Provided passage

Louis William Schmidt (29 December 1887 – 23 October 1975) was an Australian rules footballer who played for the Richmond Football Club in the Victorian Football Association (VFA) in 1907 then in the Victorian Football League (VFL) from 1908 to 1911 and again in 1921. He played for the St Kilda Football Club between 1912 and 1914 and again from 1918 until 1920.

In 1913, Schmidt kicked a goal after the siren to destroy Carlton's chances of making the finals; it is the first recorded instance of a VFL player kicking a goal after the siren to win the match. Schmidt, who was known for his accurate kicking using the drop kick or the place kick, steered the ball through the goals from 45 yards.

At the end of 1914 season, Schmidt was found guilty of striking Les Fairbairn of  and was suspended for the first 10 rounds of the 1915 season.  Schmidt was later reprimanded for swearing at a stewart after the tribunal. Schmidt opted not to play that year and the following two years St Kilda were in recess because of the war.  In 1918 St Kilda recommenced and so did Billy.

 
Schmidt became closely aligned with Warracknabeal. He was first lured to the town mid-season in 1919 with an offer to coach for the rest of the year. He was still coaching Warracknabeal during the week when he returned to play for St. Kilda in the 1920 season. He again crossed back to Richmond in 1921 but he realised he was getting too old for the VFL standard required and he returned to Warracknabeal. Cleared from Richmond he help Warracknabeal to the premiership. Locals considered him responsible for raising the level of play across the Wimmera. He led the town to three premierships between 1921 and 1930. In 1932 he took up an offer to coach North Gambier after they had a poor start to the season. He got the team to lift to finish third for the year.

Entries pointing to named objects:
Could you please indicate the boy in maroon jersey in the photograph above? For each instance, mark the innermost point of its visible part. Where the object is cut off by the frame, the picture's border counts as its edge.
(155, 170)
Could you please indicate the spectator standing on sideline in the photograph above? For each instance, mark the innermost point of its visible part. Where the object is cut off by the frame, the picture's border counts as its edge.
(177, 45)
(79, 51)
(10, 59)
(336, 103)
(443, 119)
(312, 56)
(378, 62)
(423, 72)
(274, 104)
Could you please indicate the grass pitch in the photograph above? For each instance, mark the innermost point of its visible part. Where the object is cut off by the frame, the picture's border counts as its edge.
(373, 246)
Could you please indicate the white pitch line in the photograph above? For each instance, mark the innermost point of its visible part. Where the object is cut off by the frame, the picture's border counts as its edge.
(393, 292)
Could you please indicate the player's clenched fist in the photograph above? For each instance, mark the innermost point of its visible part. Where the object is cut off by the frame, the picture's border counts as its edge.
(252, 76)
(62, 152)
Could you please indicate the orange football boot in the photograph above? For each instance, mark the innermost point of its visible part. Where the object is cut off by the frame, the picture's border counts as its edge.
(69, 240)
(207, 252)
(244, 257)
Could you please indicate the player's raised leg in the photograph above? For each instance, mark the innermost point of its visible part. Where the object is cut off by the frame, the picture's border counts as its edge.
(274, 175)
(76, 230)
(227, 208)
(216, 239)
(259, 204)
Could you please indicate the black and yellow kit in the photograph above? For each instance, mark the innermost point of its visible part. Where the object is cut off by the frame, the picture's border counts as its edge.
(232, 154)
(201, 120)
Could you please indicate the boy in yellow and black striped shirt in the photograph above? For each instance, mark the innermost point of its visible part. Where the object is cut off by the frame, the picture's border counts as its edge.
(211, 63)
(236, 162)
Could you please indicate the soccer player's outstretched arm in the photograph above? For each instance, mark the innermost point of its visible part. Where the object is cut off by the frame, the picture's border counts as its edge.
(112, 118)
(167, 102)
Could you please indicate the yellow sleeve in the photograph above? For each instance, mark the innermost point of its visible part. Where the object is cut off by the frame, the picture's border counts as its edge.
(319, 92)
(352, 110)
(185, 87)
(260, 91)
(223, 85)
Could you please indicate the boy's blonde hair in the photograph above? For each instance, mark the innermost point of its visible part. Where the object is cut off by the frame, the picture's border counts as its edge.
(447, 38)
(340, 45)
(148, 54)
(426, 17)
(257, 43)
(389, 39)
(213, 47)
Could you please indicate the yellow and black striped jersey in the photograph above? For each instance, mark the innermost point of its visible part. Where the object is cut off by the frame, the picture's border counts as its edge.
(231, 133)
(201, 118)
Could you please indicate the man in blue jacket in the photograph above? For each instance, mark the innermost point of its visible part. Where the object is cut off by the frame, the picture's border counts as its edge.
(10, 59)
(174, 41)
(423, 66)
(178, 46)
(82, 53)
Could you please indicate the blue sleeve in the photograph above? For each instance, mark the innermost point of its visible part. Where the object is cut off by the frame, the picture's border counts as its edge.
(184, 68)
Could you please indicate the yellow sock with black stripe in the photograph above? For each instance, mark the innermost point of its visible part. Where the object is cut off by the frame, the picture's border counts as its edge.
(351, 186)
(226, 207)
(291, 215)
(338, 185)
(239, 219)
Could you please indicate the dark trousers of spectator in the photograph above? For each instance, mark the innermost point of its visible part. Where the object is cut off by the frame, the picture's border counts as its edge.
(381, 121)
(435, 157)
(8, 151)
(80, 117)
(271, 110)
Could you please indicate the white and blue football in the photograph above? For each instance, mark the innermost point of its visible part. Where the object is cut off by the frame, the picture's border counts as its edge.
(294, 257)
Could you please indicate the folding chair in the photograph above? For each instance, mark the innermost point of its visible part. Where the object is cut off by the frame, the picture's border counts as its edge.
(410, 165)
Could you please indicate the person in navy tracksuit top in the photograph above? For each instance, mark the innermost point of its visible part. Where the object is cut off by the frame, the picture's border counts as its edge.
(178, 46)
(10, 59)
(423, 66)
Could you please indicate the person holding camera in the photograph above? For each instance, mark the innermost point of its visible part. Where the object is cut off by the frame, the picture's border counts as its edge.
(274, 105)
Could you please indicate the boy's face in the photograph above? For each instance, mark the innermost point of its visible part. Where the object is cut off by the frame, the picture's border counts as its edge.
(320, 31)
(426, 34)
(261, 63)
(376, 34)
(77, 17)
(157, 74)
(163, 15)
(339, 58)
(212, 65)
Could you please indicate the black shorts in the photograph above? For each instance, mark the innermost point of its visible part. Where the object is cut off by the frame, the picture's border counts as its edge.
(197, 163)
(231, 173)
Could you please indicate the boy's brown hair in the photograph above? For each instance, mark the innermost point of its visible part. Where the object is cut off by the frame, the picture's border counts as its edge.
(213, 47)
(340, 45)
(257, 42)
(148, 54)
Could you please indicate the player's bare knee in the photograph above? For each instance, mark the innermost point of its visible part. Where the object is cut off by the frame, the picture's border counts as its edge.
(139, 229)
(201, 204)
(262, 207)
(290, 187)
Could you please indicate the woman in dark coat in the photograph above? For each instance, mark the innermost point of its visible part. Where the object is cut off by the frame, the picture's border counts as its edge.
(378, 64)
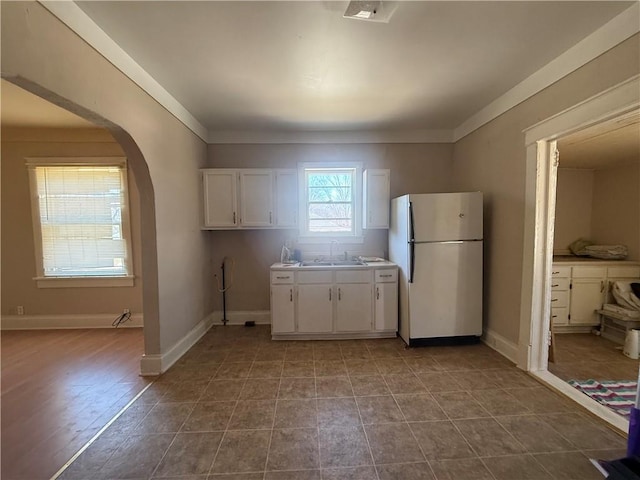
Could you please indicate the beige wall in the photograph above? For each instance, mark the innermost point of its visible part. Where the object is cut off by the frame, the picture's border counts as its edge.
(574, 198)
(18, 256)
(492, 159)
(41, 54)
(415, 168)
(616, 208)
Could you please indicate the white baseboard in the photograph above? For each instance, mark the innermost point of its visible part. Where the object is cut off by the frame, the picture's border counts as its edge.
(152, 365)
(55, 322)
(501, 345)
(238, 317)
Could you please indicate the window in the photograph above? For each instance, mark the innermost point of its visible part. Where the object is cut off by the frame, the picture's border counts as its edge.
(81, 225)
(330, 201)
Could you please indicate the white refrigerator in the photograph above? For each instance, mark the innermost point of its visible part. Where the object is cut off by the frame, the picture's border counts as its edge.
(436, 240)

Required work
[1] Answer these about the text on Louis William Schmidt:
(a) Which club did Schmidt play for in the VFA in 1907?
(b) From how many yards did he kick the 1913 goal after the siren?
(c) Which side did he take up an offer to coach in 1932?
[2] In the text on Louis William Schmidt, swap "drop kick" for "punt" and write out the part that opens with the words "In 1913, Schmidt" and closes with "so did Billy.".

Answers given
[1]
(a) The Richmond Football Club
(b) 45 yards
(c) North Gambier

[2]
In 1913, Schmidt kicked a goal after the siren to destroy Carlton's chances of making the finals; it is the first recorded instance of a VFL player kicking a goal after the siren to win the match. Schmidt, who was known for his accurate kicking using the punt or the place kick, steered the ball through the goals from 45 yards.

At the end of 1914 season, Schmidt was found guilty of striking Les Fairbairn of  and was suspended for the first 10 rounds of the 1915 season.  Schmidt was later reprimanded for swearing at a stewart after the tribunal. Schmidt opted not to play that year and the following two years St Kilda were in recess because of the war.  In 1918 St Kilda recommenced and so did Billy.